REQUEST:
Write out, character for character, the line containing "of the grass" and all lines after it up to the end of the listing.

Point-based annotation data:
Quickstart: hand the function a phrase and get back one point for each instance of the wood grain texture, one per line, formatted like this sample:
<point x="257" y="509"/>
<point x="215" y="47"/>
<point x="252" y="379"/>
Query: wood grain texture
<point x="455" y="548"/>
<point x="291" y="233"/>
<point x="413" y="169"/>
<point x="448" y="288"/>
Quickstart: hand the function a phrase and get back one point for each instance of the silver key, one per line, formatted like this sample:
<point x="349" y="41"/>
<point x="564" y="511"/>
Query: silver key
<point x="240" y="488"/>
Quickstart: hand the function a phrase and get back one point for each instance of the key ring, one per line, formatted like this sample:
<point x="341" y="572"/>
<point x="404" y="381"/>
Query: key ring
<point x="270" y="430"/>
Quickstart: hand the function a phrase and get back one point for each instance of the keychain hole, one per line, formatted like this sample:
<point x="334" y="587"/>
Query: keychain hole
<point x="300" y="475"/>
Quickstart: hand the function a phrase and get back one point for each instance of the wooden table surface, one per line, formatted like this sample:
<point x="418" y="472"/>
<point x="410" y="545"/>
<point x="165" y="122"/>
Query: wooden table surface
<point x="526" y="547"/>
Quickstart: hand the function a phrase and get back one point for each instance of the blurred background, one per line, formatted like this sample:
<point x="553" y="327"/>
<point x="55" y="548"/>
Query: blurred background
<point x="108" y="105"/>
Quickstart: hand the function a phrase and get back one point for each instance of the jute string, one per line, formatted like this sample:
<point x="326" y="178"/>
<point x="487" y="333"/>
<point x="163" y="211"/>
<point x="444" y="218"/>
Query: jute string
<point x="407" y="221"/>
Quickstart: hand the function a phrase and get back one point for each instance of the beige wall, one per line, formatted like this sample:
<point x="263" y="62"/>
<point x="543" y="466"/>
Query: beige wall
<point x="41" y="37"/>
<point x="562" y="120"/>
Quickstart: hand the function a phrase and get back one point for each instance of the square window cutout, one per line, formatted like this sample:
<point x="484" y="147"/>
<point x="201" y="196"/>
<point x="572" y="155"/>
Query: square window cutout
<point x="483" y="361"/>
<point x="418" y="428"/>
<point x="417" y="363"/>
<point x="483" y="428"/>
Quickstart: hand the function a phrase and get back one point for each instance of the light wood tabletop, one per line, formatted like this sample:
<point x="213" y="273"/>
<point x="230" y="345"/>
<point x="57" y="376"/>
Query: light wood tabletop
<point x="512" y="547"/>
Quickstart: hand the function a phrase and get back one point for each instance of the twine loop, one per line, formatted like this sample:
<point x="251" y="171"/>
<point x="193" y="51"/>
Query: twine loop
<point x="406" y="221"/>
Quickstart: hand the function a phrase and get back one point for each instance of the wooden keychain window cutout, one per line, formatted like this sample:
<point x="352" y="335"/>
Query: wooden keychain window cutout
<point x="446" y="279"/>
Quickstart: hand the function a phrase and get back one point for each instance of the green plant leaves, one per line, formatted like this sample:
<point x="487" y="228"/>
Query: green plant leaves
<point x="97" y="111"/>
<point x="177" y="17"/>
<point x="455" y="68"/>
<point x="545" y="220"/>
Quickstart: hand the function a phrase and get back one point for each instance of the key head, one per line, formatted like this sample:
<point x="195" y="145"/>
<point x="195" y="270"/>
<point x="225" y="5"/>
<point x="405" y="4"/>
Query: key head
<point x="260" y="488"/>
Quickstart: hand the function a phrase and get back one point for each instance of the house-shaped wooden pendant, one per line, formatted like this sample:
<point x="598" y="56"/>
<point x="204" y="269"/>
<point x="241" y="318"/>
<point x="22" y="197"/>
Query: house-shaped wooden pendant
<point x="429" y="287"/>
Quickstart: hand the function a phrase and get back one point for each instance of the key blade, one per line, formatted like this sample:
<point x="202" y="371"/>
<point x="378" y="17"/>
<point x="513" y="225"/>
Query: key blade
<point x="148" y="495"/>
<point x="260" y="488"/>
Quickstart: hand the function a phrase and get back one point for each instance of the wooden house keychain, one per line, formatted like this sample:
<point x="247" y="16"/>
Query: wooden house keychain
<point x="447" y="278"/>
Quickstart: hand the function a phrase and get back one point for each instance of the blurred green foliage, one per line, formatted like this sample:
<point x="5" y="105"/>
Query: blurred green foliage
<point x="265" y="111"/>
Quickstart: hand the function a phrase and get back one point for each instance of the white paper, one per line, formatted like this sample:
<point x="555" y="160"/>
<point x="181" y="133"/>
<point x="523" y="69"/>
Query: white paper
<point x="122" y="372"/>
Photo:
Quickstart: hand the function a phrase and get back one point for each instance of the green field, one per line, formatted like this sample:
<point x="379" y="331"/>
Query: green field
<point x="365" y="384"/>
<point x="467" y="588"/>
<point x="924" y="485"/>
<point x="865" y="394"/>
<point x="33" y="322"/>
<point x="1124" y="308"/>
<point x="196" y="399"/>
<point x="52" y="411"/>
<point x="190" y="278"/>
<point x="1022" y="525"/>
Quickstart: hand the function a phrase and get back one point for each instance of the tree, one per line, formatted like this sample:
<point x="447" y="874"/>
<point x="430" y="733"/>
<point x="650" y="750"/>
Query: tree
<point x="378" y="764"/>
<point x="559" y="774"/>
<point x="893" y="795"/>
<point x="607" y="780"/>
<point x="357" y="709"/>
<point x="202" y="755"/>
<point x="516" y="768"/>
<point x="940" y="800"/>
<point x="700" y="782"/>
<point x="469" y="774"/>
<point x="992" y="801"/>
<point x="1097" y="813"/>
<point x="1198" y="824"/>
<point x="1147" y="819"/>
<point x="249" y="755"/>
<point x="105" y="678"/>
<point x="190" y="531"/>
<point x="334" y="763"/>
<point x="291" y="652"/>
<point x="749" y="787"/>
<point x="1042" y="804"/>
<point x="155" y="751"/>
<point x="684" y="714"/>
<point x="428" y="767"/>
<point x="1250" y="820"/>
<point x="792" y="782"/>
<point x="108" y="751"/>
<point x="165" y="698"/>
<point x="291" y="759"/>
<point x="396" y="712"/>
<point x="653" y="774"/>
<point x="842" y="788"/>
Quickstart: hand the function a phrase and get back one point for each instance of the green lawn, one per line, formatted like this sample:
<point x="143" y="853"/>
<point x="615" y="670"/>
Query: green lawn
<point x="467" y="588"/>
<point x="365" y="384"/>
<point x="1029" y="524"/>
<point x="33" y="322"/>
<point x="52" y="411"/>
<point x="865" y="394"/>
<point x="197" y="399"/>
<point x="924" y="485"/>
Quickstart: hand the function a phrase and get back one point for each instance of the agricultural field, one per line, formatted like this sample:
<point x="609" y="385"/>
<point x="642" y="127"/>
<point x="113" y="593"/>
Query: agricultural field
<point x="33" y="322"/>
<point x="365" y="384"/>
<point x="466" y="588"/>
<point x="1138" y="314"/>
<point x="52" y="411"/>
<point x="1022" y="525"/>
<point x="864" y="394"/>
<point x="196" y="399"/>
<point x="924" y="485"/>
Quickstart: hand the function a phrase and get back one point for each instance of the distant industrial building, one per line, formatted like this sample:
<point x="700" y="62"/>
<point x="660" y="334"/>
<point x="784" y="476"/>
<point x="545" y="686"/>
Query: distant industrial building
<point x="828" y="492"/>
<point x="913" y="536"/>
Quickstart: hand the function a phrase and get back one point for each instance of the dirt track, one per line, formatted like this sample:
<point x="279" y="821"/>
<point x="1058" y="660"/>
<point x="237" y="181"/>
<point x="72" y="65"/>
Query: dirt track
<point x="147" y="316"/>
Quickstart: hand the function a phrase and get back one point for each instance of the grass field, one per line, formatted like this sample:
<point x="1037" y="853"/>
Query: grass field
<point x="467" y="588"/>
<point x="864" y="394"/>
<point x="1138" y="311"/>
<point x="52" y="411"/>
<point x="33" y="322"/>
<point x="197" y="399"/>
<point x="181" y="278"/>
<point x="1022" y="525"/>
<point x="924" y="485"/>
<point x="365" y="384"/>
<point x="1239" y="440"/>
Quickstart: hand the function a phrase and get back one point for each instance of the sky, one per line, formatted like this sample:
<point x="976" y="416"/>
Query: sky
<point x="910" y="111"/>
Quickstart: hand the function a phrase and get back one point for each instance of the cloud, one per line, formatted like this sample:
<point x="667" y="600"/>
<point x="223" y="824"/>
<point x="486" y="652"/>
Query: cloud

THE REPLY:
Quickstart: hand the function a phrase and get back one point for each instance of the grass field, one per line, formatted like this sample:
<point x="1037" y="853"/>
Query: grass field
<point x="467" y="588"/>
<point x="864" y="394"/>
<point x="1138" y="311"/>
<point x="52" y="411"/>
<point x="33" y="322"/>
<point x="197" y="399"/>
<point x="181" y="278"/>
<point x="1022" y="525"/>
<point x="924" y="485"/>
<point x="365" y="384"/>
<point x="1239" y="440"/>
Quickstart: hand the function a phrase and get back one point for each instance of the sky, one per line, formatted like this sample:
<point x="976" y="416"/>
Query: sky
<point x="910" y="111"/>
Quickstart: hand the function a phrase and get back one point for each instance of the cloud, one per line, formatted like this sample:
<point x="667" y="600"/>
<point x="223" y="824"/>
<point x="486" y="652"/>
Query: cloud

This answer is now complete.